:: What the exercise asks ::
Look through the data below. Show each line where the string "instance" occurs.

========

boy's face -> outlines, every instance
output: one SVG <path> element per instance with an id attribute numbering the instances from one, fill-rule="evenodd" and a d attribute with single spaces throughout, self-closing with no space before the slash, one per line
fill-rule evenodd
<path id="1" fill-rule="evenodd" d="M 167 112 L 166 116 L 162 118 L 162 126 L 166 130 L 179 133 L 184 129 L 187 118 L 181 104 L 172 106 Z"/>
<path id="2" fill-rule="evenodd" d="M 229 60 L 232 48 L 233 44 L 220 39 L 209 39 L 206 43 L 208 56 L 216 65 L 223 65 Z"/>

========

:: Expected answer ::
boy's face -> outlines, every instance
output: one SVG <path> element per instance with an id attribute numbering the instances from one, fill-rule="evenodd" and a d attribute with single spaces throughout, self-closing with no space before the slash, one per line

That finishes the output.